-- BEGIN --

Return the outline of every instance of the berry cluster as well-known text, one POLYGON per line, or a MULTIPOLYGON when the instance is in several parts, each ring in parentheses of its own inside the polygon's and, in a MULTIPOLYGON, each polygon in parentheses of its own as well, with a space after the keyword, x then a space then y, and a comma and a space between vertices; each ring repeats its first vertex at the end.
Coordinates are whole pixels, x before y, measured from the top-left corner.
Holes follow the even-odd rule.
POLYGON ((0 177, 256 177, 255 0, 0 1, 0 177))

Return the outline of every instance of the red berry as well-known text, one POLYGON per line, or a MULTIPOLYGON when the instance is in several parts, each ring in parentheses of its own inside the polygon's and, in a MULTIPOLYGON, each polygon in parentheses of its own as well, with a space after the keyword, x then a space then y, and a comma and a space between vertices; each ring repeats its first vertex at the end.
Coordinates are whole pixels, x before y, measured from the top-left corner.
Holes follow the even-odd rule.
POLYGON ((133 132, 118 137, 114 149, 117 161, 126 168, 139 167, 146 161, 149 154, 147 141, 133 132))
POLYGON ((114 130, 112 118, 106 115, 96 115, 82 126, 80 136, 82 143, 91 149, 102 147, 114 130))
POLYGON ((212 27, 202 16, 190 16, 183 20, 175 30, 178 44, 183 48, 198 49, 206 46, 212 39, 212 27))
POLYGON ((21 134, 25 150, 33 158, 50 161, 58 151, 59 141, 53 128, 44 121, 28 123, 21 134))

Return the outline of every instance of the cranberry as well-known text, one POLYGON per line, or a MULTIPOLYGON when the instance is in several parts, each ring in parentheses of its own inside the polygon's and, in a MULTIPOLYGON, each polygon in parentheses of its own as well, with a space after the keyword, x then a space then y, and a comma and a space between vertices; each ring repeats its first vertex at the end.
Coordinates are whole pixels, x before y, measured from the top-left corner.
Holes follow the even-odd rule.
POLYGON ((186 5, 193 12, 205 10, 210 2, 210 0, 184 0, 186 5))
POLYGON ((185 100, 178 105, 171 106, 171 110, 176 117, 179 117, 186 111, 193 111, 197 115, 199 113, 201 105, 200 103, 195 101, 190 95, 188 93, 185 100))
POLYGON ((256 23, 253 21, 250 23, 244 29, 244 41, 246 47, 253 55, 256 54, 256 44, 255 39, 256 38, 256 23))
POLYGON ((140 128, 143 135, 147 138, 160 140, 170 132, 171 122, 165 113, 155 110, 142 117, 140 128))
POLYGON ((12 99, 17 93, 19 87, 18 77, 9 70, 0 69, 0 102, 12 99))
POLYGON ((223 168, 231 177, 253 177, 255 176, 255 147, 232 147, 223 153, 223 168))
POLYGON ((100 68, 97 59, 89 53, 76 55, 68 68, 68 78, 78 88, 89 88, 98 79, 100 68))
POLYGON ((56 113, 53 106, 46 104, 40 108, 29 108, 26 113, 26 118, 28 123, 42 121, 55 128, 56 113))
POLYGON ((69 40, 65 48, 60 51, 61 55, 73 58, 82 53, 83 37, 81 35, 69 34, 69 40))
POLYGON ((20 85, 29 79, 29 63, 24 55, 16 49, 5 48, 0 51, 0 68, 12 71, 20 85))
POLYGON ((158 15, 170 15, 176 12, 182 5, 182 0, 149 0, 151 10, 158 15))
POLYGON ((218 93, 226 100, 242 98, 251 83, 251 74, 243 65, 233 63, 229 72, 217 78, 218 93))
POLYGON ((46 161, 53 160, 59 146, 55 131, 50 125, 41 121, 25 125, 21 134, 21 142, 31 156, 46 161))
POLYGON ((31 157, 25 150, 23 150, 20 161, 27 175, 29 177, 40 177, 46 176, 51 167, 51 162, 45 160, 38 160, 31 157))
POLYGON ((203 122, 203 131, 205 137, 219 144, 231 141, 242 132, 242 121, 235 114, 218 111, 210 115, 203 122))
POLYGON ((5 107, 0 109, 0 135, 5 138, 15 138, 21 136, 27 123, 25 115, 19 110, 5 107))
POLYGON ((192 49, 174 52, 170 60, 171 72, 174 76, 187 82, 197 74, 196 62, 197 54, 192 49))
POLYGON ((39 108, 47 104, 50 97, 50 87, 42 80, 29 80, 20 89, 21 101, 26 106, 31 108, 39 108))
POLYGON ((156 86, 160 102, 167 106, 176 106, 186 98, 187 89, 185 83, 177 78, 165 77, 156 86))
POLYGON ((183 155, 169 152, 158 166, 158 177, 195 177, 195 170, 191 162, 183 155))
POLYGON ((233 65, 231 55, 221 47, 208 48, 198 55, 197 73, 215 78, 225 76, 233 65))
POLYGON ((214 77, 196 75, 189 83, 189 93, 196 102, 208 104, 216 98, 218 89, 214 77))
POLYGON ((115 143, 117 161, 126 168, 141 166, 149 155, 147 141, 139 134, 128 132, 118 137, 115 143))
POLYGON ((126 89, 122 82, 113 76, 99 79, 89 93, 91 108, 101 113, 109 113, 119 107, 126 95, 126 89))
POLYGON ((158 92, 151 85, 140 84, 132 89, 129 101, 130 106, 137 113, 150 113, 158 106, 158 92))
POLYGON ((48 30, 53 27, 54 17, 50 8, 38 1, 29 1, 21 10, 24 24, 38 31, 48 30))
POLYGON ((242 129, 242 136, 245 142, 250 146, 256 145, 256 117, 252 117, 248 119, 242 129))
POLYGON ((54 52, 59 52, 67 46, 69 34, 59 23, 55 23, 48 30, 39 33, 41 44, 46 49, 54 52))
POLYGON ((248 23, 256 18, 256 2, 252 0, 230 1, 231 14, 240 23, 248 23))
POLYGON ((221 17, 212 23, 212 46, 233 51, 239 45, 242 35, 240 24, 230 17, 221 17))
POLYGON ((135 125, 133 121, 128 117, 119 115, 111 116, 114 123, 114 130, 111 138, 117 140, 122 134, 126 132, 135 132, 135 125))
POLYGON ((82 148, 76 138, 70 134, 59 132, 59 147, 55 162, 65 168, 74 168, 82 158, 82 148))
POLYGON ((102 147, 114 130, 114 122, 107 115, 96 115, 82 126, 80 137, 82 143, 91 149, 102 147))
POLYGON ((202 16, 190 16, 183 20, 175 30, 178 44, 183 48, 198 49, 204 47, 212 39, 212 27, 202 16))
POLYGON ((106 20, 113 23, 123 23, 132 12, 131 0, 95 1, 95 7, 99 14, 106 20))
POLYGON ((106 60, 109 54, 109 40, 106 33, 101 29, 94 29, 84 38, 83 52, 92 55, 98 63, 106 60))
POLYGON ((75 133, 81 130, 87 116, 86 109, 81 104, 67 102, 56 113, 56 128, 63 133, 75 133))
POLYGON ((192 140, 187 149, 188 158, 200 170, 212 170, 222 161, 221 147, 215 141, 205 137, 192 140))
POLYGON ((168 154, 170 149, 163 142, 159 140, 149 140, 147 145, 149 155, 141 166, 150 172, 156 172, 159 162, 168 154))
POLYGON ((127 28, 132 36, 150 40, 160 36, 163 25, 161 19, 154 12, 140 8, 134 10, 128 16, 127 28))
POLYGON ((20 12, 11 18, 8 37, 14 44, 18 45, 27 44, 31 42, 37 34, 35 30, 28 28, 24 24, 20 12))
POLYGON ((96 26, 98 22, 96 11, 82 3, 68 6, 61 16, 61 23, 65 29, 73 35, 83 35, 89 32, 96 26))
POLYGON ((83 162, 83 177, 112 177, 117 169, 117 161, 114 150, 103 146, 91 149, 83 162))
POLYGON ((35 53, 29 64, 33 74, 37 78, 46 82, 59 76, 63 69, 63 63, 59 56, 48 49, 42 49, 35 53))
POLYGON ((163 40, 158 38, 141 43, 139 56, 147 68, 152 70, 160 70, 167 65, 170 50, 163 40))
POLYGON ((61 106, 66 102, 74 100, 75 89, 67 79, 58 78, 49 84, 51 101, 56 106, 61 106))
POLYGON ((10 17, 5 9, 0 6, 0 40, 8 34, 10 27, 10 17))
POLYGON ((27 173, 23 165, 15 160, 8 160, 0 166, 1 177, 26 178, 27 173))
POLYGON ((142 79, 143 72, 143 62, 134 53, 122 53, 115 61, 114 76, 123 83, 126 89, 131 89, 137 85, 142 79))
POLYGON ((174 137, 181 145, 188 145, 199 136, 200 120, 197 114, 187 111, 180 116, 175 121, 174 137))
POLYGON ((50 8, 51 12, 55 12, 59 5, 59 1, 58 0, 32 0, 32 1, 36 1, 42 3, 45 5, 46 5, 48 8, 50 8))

-- END --

▶ **WRITTEN PROBLEM**:
Copy the records starting at the line that contains "Return the outline of every instance of the red" and ending at the line that contains "POLYGON ((21 134, 25", swapping "red berry" for "ripe berry" and leaving everything else as it is.

▶ **RESULT OF THE EXERCISE**:
Return the outline of every instance of the ripe berry as well-known text, one POLYGON per line, or a MULTIPOLYGON when the instance is in several parts, each ring in parentheses of its own inside the polygon's and, in a MULTIPOLYGON, each polygon in parentheses of its own as well, with a space after the keyword, x then a space then y, and a comma and a space between vertices; each ring repeats its first vertex at the end.
Coordinates are whole pixels, x before y, measured from the top-left corner.
Holes follow the even-odd rule.
POLYGON ((133 132, 118 137, 114 149, 117 161, 126 168, 139 167, 146 161, 149 154, 147 141, 133 132))
POLYGON ((114 130, 112 118, 106 115, 96 115, 82 126, 80 136, 82 143, 91 149, 102 147, 114 130))
POLYGON ((212 27, 202 16, 190 16, 183 20, 175 30, 178 44, 183 48, 198 49, 206 46, 212 39, 212 27))
POLYGON ((21 134, 25 150, 33 158, 50 161, 58 151, 59 141, 53 128, 44 121, 28 123, 21 134))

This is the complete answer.